| Objetivos |
**a)** De acordo com o trecho fornecido, qual é o papel dos jornalistas segundo Carlos Magno?
**b)** Reescreva em forma de lista o parágrafo do trecho fornecido que começa com "Diante disso, qual o papel", mantendo os fatos principais.
**c)** Com base no trecho fornecido, explique por que um assunto que chega aos Trending Topics do Twitter passa a ter destaque.

| Trecho fornecido |
⁂

Antecipar informações não é o único ponto no qual as redes sociais interferem na produção jornalística. “Redes sociais como o Twitter conseguem dar visibilidade a assuntos que passam a ter destaque quando chegam, por exemplo, aos Trending Topics (TTs) [temas mais comentados do microblogue], já que, para alguns temas chegarem aos TTs, é preciso muita mobilização e se exige um grande esforço”, pondera Gabriela Zago, doutoranda em Comunicação e Informação na Universidade Federal do Rio Grande do Sul e pesquisadora na área de cibercultura.
Diante disso, qual o papel que o jornalismo (e os jornalistas) teria nos dias atuais? Conforme Carlos Magno, presidente da Entidade Reguladora para a Comunicação Social (ERC), instituição responsável pela supervisão dos órgãos de comunicação social em Portugal, o papel dos jornalistas é “assegurar a qualidade da notícia”. “O que hoje se passa no espaço mediático é que, muitas vezes, não se cumprem as regras da notícia, não se confirma a informação”, disse, em uma conferência realizada pela Associação Humanitária dos Bombeiros Voluntários de Coimbra.“Os políticos têm medo dos jornalistas, os jornalistas têm medo do desemprego”, e, segundo ele, os proprietários dos veículos “têm medo da falência”, sendo que “uma sociedade cheia de medo tem maior dificuldade em fazer jornalismo de qualidade”. Talvez o panorama no Brasil e em outros países não seja tão distinto nesses aspectos.

⁂

| Material bruto |
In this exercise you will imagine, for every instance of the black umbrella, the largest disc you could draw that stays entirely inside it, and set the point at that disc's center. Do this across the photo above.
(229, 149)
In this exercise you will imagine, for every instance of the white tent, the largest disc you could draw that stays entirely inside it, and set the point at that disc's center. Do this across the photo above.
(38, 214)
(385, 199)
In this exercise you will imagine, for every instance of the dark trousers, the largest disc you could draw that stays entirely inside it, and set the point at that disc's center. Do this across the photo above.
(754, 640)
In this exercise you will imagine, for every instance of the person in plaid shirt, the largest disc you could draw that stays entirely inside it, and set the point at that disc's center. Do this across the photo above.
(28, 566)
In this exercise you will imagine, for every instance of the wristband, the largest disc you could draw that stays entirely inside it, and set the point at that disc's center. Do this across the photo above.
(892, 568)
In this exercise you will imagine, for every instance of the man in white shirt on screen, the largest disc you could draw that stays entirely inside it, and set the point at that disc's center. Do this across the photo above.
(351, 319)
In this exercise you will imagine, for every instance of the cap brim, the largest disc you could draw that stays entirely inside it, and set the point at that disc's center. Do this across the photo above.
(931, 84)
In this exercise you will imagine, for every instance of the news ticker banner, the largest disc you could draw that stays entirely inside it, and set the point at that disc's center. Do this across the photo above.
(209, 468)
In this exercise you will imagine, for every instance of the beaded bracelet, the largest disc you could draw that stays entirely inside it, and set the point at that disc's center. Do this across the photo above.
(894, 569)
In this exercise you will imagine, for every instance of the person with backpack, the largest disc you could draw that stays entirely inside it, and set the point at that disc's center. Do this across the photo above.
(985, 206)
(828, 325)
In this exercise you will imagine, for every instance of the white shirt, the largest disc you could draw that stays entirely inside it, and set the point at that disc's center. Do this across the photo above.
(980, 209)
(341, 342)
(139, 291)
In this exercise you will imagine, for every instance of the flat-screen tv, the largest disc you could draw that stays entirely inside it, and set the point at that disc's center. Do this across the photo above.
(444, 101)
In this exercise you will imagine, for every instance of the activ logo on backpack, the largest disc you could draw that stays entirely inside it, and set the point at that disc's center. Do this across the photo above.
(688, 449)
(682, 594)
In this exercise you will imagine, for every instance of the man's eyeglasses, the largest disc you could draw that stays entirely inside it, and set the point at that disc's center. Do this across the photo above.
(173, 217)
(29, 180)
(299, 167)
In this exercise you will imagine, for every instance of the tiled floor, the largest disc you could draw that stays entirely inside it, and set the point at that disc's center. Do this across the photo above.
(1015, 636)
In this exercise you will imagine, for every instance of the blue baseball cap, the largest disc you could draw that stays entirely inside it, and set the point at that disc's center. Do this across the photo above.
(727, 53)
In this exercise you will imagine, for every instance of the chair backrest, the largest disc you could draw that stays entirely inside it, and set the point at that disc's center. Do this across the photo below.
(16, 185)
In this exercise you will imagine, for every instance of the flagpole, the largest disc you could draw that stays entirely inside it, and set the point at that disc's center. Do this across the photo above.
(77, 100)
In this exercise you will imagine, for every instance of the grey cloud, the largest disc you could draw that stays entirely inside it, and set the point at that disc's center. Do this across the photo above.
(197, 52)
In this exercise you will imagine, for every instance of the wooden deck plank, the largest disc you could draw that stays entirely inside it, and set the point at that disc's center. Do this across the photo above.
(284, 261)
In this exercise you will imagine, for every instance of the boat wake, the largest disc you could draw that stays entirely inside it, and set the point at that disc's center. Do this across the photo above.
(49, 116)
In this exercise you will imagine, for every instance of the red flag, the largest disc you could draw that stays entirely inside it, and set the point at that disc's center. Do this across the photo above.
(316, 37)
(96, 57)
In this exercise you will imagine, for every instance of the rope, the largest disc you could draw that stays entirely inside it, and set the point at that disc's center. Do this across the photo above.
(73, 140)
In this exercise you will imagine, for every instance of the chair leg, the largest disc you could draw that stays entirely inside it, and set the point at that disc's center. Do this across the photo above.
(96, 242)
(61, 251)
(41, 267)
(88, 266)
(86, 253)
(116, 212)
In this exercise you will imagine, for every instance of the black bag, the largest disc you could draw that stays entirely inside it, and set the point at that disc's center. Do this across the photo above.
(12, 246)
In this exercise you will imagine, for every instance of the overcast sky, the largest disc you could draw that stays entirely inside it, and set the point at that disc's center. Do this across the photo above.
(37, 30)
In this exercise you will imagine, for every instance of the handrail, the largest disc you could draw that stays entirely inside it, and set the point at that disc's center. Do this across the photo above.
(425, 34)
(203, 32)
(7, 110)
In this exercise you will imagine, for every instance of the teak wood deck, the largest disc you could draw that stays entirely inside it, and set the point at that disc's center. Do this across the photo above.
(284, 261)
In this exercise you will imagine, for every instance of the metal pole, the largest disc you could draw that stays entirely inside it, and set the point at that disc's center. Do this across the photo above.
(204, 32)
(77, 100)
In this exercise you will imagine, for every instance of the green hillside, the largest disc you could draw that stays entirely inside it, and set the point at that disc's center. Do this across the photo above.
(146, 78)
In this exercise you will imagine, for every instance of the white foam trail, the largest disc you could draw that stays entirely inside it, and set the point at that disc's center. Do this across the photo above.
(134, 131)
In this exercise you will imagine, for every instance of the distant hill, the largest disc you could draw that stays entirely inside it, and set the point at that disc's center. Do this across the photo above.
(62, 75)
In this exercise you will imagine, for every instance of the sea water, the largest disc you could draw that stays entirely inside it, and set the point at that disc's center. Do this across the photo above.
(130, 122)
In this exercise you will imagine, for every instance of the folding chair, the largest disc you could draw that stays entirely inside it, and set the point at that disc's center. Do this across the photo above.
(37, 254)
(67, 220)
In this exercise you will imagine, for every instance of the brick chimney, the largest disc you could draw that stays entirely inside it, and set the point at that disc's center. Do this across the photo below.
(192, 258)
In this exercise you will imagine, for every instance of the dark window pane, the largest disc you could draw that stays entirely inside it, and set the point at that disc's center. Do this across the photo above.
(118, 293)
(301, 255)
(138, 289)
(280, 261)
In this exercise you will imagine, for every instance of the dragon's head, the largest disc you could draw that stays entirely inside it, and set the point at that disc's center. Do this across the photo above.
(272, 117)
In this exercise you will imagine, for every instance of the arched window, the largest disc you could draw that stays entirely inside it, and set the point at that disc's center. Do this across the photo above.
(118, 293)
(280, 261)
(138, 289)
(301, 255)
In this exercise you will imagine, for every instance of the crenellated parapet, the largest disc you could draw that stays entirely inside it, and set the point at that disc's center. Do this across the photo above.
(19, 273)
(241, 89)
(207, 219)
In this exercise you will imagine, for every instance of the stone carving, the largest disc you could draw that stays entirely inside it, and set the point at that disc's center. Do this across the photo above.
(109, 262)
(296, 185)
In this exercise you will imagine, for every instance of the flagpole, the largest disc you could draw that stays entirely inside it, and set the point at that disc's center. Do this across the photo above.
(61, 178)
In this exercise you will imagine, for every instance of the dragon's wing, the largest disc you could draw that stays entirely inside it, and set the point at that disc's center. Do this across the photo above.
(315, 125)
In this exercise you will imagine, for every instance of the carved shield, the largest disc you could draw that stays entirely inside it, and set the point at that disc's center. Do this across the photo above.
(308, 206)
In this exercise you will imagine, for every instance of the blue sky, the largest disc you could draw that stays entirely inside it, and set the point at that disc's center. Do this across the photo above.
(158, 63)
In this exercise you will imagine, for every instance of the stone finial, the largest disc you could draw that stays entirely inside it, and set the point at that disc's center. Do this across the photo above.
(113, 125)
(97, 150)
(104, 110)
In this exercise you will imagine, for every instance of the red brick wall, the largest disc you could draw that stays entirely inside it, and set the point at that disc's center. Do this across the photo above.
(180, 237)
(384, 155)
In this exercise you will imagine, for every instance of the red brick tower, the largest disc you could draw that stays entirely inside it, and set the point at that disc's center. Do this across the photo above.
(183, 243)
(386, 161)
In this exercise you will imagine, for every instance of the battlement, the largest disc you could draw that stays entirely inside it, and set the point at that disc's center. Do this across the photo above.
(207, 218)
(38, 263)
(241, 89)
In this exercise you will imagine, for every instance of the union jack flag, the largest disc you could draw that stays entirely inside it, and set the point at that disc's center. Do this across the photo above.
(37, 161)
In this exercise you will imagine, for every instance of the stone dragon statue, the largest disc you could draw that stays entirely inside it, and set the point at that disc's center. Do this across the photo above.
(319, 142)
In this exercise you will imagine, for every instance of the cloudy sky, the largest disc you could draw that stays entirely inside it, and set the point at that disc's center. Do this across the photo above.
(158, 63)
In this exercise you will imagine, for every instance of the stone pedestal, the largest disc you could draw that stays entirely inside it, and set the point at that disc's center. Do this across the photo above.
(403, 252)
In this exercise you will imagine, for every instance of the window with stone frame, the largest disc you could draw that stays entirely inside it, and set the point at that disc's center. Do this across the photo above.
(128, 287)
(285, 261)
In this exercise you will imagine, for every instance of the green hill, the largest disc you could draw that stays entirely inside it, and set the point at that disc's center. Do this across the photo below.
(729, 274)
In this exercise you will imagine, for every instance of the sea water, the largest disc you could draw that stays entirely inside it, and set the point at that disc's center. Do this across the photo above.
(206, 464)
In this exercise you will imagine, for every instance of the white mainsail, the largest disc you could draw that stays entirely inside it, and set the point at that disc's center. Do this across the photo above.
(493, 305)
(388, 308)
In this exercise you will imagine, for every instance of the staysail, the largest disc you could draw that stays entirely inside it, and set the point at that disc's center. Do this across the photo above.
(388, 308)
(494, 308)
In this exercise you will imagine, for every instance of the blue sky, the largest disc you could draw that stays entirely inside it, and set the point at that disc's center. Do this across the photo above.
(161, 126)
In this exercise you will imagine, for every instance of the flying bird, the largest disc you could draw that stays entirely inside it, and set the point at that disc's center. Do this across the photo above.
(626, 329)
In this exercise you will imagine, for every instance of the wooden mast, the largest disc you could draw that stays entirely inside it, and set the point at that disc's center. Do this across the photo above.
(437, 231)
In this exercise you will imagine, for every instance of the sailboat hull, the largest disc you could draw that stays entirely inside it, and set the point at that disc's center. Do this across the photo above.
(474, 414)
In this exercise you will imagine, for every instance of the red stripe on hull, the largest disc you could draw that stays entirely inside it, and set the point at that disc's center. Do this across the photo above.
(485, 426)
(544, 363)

⁂

| Lista de respostas |
**a)** Assegurar a qualidade da notícia.

**b)**
- O parágrafo pergunta qual seria hoje o papel do jornalismo e dos jornalistas.
- Carlos Magno preside a Entidade Reguladora para a Comunicação Social (ERC), que supervisiona os órgãos de comunicação social em Portugal. Para ele, os jornalistas devem assegurar a qualidade da notícia.
- Em conferência da Associação Humanitária dos Bombeiros Voluntários de Coimbra, ele afirmou que, no espaço mediático, muitas vezes não se cumprem as regras da notícia nem se confirma a informação.
- Segundo ele, os políticos têm medo dos jornalistas, os jornalistas têm medo do desemprego e os proprietários dos veículos têm medo da falência. Uma sociedade cheia de medo tem mais dificuldade em fazer jornalismo de qualidade.
- O panorama no Brasil e em outros países talvez não seja muito diferente nesses aspectos.

**c)** O assunto ganha destaque porque, para alguns temas chegarem aos Trending Topics, é preciso muita mobilização e um grande esforço.